Coordinate labeling data:
========================
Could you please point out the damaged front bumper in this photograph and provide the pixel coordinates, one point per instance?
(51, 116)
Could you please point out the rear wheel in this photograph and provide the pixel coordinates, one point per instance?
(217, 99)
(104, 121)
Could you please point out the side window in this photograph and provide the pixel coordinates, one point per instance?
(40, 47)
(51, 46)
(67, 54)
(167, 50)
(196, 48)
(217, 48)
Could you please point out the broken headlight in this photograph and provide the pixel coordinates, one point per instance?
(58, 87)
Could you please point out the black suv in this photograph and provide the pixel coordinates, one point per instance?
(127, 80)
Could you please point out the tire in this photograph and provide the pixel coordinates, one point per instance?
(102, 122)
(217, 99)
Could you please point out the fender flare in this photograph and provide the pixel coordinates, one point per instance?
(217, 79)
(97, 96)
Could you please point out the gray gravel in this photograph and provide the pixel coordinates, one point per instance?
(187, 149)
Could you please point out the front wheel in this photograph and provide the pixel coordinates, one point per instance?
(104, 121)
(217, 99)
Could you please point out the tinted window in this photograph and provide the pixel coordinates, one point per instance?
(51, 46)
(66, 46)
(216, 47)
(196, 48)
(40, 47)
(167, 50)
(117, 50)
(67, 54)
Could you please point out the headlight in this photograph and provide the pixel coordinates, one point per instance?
========================
▶ [Direction] Turn every line of the items above into a numbered list, leaving out any blank lines.

▶ [Expected answer]
1. Could you please point out the damaged front bumper in this photograph and provide the pixel coordinates, one point per instance?
2. (51, 116)
3. Could you please point out the rear wheel in this photograph and provide the pixel coordinates, one point per instance?
4. (217, 99)
5. (104, 121)
6. Could you please point out the side window in this photograph and provide the pixel coordinates, one point per instance?
7. (40, 47)
8. (51, 46)
9. (67, 54)
10. (167, 50)
11. (196, 48)
12. (217, 48)
13. Could you please point out the broken headlight in this photograph and provide the pixel coordinates, one point per instance?
14. (58, 87)
15. Could you please point out the black suv in this photograph and provide the pixel coordinates, one point per instance?
16. (127, 80)
17. Could you please point out the tire in this photograph and provide the pixel coordinates, one point per instance?
18. (102, 122)
19. (217, 99)
20. Could you please point out the fender flare in this photograph and provide the pixel coordinates, one point per instance?
21. (217, 79)
22. (97, 96)
23. Could you please point out the gray gravel in this photograph and provide the pixel coordinates, one point per instance?
24. (187, 149)
25. Could you please point out the front wheel in this photograph and provide the pixel coordinates, one point per instance?
26. (104, 121)
27. (217, 99)
28. Could you please point out the tinted window in this photograph and provide the pixel coordinates, one point per instance?
29. (51, 46)
30. (66, 46)
31. (216, 47)
32. (196, 48)
33. (40, 47)
34. (167, 50)
35. (117, 50)
36. (67, 54)
37. Could you please point out the headlight in this photograph and provide the pixel coordinates, one point per instance?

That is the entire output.